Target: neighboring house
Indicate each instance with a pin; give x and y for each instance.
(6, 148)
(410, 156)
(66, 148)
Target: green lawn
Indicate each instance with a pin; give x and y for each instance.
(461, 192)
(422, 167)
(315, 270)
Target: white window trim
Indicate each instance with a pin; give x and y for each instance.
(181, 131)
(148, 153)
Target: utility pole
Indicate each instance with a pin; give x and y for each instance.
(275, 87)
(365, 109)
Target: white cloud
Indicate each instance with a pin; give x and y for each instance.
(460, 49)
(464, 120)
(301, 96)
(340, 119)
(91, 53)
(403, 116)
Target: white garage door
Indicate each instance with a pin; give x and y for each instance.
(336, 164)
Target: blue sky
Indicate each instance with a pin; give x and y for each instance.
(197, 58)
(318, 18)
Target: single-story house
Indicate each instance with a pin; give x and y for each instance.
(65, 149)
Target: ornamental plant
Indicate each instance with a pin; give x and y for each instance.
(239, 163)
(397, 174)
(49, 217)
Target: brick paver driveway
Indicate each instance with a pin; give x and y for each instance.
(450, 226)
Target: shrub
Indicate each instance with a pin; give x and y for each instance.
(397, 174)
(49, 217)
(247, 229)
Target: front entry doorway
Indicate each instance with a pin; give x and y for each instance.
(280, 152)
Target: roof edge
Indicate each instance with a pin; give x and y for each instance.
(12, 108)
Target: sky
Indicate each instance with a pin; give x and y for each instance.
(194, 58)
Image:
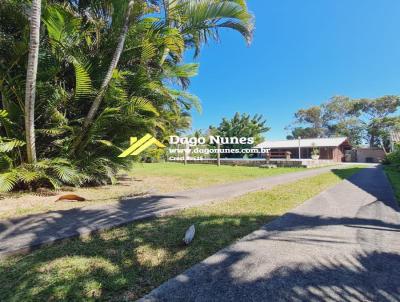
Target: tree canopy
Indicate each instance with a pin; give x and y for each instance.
(361, 120)
(81, 121)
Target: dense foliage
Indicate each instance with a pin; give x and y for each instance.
(241, 125)
(361, 120)
(147, 92)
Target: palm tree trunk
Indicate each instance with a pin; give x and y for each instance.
(30, 89)
(114, 62)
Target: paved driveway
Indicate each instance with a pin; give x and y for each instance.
(342, 245)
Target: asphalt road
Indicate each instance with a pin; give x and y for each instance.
(342, 245)
(26, 233)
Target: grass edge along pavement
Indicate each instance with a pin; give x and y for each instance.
(393, 174)
(127, 262)
(142, 179)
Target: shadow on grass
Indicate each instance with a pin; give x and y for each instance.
(123, 263)
(127, 262)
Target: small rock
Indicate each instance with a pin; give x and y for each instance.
(70, 197)
(189, 235)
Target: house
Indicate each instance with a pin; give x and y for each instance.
(369, 154)
(332, 148)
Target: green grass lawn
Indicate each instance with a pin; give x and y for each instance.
(177, 177)
(154, 178)
(393, 174)
(127, 262)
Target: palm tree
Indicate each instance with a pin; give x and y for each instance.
(114, 62)
(198, 21)
(30, 90)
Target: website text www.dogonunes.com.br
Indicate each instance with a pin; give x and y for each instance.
(196, 152)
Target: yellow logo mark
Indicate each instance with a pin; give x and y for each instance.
(138, 146)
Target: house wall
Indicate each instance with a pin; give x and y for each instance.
(364, 155)
(338, 154)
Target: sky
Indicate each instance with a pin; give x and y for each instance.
(303, 53)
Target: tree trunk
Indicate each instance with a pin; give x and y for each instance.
(30, 90)
(114, 62)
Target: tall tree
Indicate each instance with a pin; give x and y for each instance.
(241, 125)
(314, 118)
(107, 78)
(342, 116)
(31, 74)
(378, 112)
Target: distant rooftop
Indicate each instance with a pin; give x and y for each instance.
(304, 143)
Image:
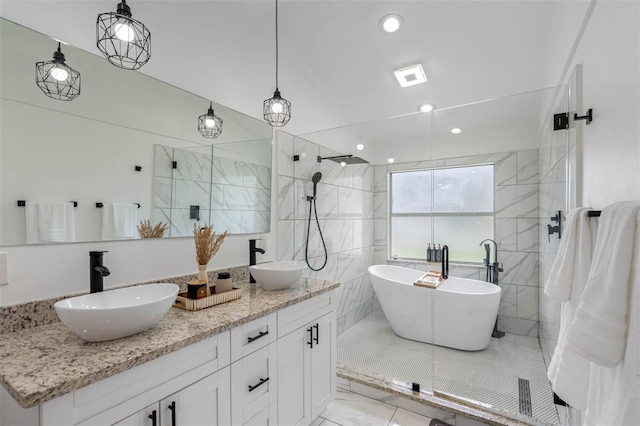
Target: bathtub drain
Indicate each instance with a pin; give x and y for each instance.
(525, 397)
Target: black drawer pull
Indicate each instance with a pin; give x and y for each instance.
(154, 418)
(172, 407)
(262, 382)
(310, 342)
(262, 334)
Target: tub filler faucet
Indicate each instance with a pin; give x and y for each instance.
(493, 268)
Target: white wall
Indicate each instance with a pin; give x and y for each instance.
(607, 45)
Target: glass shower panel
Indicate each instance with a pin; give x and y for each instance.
(368, 346)
(508, 135)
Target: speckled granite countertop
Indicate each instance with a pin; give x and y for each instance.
(42, 363)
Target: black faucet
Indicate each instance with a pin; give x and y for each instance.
(252, 256)
(445, 262)
(97, 270)
(492, 275)
(492, 267)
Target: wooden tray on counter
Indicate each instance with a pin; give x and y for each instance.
(183, 302)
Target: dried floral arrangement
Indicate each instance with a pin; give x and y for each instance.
(207, 242)
(146, 230)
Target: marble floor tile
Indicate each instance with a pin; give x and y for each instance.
(407, 418)
(353, 409)
(323, 422)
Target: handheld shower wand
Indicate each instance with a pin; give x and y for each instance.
(315, 179)
(312, 204)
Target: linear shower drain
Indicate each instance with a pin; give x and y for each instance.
(524, 397)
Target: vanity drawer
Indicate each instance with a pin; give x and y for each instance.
(300, 314)
(253, 384)
(151, 381)
(249, 337)
(267, 417)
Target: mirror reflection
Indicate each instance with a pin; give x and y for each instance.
(112, 151)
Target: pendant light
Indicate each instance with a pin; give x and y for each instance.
(57, 79)
(125, 42)
(277, 110)
(209, 124)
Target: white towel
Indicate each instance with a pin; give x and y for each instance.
(50, 222)
(569, 372)
(572, 257)
(119, 221)
(599, 329)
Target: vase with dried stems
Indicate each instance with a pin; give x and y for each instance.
(207, 245)
(146, 230)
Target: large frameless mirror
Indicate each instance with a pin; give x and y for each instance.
(127, 139)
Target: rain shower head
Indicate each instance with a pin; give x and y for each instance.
(347, 159)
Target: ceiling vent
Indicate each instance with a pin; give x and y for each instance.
(411, 76)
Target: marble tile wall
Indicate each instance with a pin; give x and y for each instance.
(345, 206)
(233, 195)
(557, 192)
(516, 231)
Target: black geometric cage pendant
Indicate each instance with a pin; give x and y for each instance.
(125, 42)
(209, 124)
(276, 110)
(57, 79)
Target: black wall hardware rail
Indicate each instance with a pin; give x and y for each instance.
(317, 338)
(194, 212)
(561, 120)
(23, 203)
(260, 383)
(100, 205)
(310, 342)
(154, 418)
(555, 229)
(261, 334)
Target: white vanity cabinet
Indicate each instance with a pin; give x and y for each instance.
(306, 360)
(193, 381)
(278, 369)
(197, 404)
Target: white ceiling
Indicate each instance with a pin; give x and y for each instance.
(336, 66)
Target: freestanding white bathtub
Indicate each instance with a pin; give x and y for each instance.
(459, 314)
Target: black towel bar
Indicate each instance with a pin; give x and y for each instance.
(100, 205)
(23, 203)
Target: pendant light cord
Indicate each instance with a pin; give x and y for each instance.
(276, 45)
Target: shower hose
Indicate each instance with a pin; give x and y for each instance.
(312, 204)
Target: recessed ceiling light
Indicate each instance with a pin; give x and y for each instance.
(411, 76)
(391, 23)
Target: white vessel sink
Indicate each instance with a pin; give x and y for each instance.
(277, 275)
(117, 313)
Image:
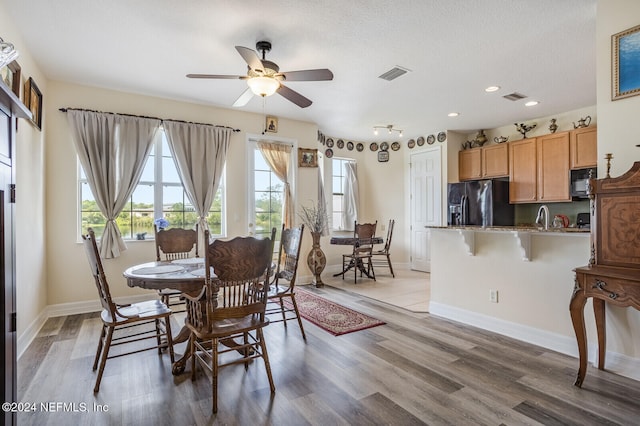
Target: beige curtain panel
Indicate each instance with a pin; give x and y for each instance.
(200, 152)
(112, 149)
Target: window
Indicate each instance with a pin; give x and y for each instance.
(266, 192)
(337, 189)
(268, 197)
(158, 194)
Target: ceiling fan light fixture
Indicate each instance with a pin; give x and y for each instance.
(263, 86)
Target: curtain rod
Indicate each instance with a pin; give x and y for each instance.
(144, 116)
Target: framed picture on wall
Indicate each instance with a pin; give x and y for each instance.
(625, 63)
(271, 124)
(11, 77)
(307, 157)
(33, 101)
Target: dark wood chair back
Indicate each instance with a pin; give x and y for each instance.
(175, 243)
(242, 267)
(387, 243)
(95, 263)
(364, 232)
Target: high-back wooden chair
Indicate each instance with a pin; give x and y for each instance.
(360, 257)
(383, 257)
(174, 244)
(282, 297)
(231, 307)
(116, 317)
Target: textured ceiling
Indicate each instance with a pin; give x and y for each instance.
(544, 49)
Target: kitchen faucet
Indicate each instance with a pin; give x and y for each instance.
(543, 211)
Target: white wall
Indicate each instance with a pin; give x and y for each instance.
(31, 259)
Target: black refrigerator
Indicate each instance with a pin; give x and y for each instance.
(480, 203)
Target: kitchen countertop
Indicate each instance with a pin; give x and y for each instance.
(515, 229)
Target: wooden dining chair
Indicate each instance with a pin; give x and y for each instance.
(282, 297)
(360, 257)
(117, 318)
(175, 244)
(230, 309)
(383, 257)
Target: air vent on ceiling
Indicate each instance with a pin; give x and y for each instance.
(515, 96)
(394, 73)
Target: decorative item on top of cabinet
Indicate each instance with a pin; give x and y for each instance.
(469, 164)
(584, 148)
(480, 139)
(524, 129)
(583, 122)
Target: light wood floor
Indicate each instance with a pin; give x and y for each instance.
(409, 289)
(416, 369)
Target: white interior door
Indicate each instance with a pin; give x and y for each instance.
(426, 207)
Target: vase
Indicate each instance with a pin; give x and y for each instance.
(316, 260)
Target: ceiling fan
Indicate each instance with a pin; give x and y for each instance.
(264, 77)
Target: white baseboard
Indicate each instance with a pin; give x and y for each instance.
(621, 364)
(63, 309)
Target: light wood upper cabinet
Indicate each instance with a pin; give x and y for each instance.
(495, 161)
(553, 167)
(469, 164)
(523, 172)
(584, 148)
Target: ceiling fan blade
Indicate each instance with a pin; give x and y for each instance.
(251, 58)
(293, 96)
(244, 98)
(308, 75)
(229, 77)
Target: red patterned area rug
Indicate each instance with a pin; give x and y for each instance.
(330, 316)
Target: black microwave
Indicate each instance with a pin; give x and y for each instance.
(580, 182)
--*--
WORK INSTRUCTIONS → Write out, word for word, every line from the one containing "Target: black refrigerator" through the last line of the records above.

FINAL RESULT →
Target: black refrigerator
Indicate each instance with a pin; give x and y for each instance.
(480, 203)
Target: kitchen countertop
Indicate each instance with a pin; give x and y for each instance.
(515, 229)
Target: wooden dining chair
Indicate each instance with a pin; give x and y for each instance.
(282, 297)
(360, 257)
(117, 318)
(175, 244)
(230, 309)
(383, 257)
Target: air vent on ceiling
Indicate each instance with a pin; give x and y for each instance.
(515, 96)
(394, 73)
Target: decorative item on top of cabinet
Indicate each instance with a pin; give x and y for each instance.
(469, 164)
(584, 148)
(480, 139)
(524, 129)
(583, 122)
Target: light wood floor
Indicate each instance with a pin; give x and y for each instance.
(409, 289)
(416, 369)
Target: white interior door
Indicate each instance with a pin; give x and y for each instance.
(426, 207)
Target: vase
Indicate each instance with a pin; give x and y for each instance.
(316, 260)
Target: ceiling fan
Indicate each instance with a pin; give x and y for each instance.
(264, 77)
Target: white baseboard
Indicate each instance with a pin; give x and y for each instance.
(621, 364)
(63, 309)
Target: light wood upper cabinet
Indicate each instance with a pin; give x and y for each instance.
(495, 161)
(553, 167)
(469, 164)
(523, 172)
(584, 148)
Target: ceiling fan blade
Indicate each instance with a pin; give x and y for each instance.
(251, 58)
(293, 96)
(244, 98)
(308, 75)
(229, 77)
Target: red patterned area rug
Indicate each instance with a pin; give x and y for each instance.
(330, 316)
Target: black microwave
Indicate each instance with a pin; give x and y for each instance.
(580, 182)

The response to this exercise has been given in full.